- **PASSAGE**:
I can’t recall which day it was, but shortly after getting my prescription of beta-blockers, I tried one while relaxing one evening, as per my doctor’s instructions. No bad side effects, I might have felt slightly swimmy-headed for a short while, so I don’t think I need concern myself with whether or not to use them in future.

While talking with my wife about anxiety the other day, I was describing a particular scenario, quite a banal one, and how my thoughts were spinning off in all directions, running through all the possible negative outcomes that could occur. Her response was ‘Really?!? You actually think all this stuff?’ It’s this sort of conversation that reminds me that the way anxiety is so embedded into my thinking that it is kind of normal for me. Normal, it most definitely ain’t, but having lived with it for as far back as I can remember it’s easy to forget that for the majority, this is not the way they think.

When I originally went to the doctor in 2019 he screened me for Generalised Anxiety Disorder, and if I can put it this way, I passed with flying colours. Because I’d gone to see him originally about social anxiety and that was what my CBT was specifically for, I somehow didn’t quite take on board that my particular version of anxiety was broader than that. I think as well that I tend to think there must be so many people with it far worse than I have, that I’m not sure whether I have the genuine article. I mentioned this to my wife and her response was along the lines of ‘we all know you have it bad!’

Talking to my doctor the other day, I described a period about 18 months ago where I felt worse. He asked what did my family think of where I was at with it all at the time. I told him that they had really noticed my irritability had reared its head again. It’s not the first time I’ve heard of a doctor asking for the opinion of family members on the state of a loved one. I guess that medical professionals know that those close to someone with a mental health condition have a perspective that can sometimes see with a greater objectivity what is going on than that of the person with the condition. At the end of the day, as a result rather than a cause, a distorted perspective is arguably at the heart of most, if not all, mental health conditions.

- **ENTRIES PROVIDED**:

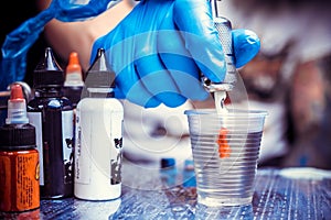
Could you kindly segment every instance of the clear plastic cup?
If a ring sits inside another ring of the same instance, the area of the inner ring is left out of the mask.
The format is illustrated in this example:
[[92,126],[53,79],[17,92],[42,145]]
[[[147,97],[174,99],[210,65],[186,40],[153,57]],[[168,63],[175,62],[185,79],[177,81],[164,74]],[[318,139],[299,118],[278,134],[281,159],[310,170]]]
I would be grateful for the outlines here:
[[209,206],[252,204],[266,111],[186,110],[197,202]]

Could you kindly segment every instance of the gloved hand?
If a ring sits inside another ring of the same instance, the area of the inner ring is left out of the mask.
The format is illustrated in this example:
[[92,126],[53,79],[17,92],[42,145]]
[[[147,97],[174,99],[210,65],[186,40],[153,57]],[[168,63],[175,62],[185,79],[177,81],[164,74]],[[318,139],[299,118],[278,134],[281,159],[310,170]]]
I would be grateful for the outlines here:
[[[233,31],[236,67],[259,50],[247,30]],[[116,73],[117,98],[152,108],[204,100],[203,73],[222,82],[226,66],[210,3],[205,0],[143,0],[111,32],[93,45],[92,58],[105,48]]]

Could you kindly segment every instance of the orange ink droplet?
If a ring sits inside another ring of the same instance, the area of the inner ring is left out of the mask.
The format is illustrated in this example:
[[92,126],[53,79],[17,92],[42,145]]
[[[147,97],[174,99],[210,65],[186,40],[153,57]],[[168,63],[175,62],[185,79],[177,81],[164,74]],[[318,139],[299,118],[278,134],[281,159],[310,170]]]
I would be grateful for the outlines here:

- **EXERCISE**: Rewrite the anxiety passage from "While talking with" to "way they think.", putting "situation" in place of "scenario".

- **REPLY TO THE TASK**:
While talking with my wife about anxiety the other day, I was describing a particular situation, quite a banal one, and how my thoughts were spinning off in all directions, running through all the possible negative outcomes that could occur. Her response was ‘Really?!? You actually think all this stuff?’ It’s this sort of conversation that reminds me that the way anxiety is so embedded into my thinking that it is kind of normal for me. Normal, it most definitely ain’t, but having lived with it for as far back as I can remember it’s easy to forget that for the majority, this is not the way they think.